Goal of the exercise - Copy out all the material below with every "man's mouth" swapped for "man's nose" and nothing else changed. Don't include the pictures.

====================

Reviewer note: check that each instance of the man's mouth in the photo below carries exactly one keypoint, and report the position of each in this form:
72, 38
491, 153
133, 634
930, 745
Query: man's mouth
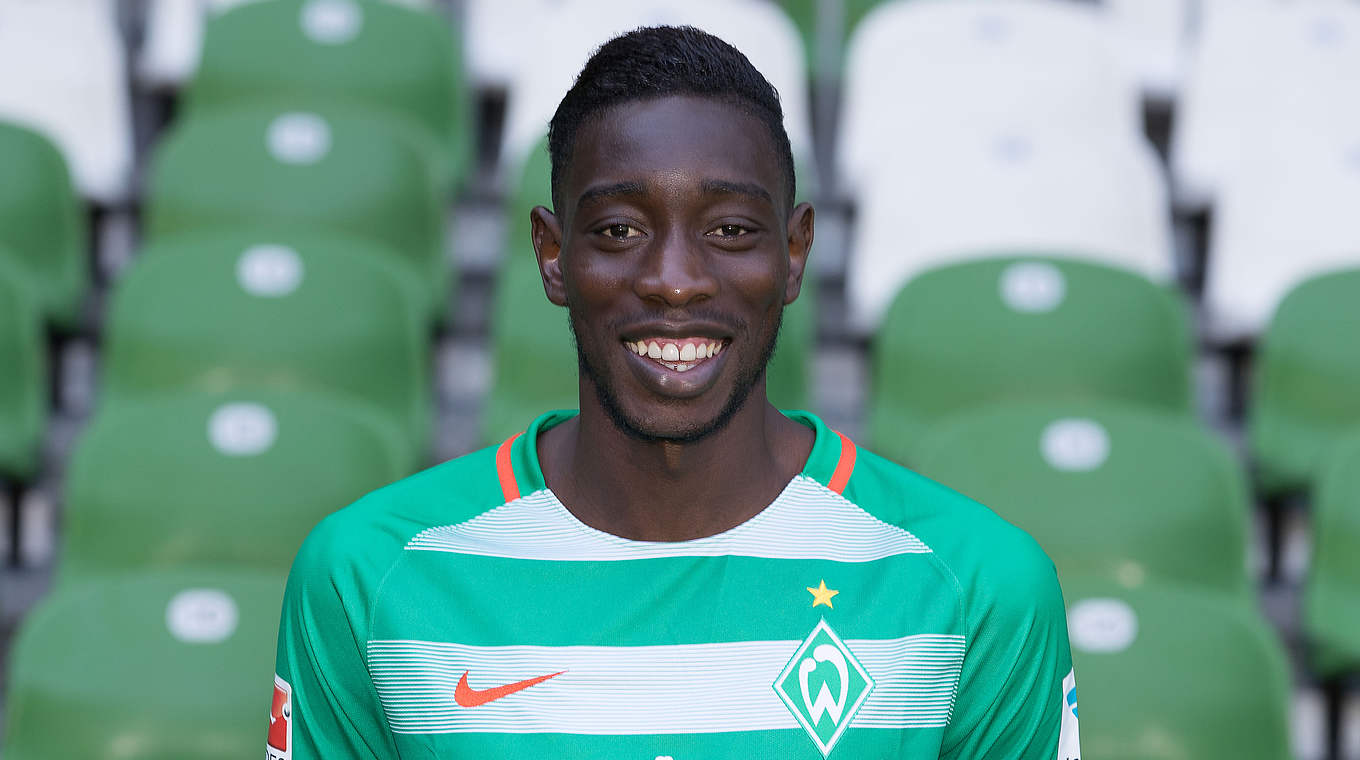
679, 355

====================

Written response -
Reviewer note: check that each instance of the man's nose in the photo below carries exactly one keypoint, and report the position of each in this form:
72, 38
491, 153
133, 634
930, 745
Query: man's nose
679, 355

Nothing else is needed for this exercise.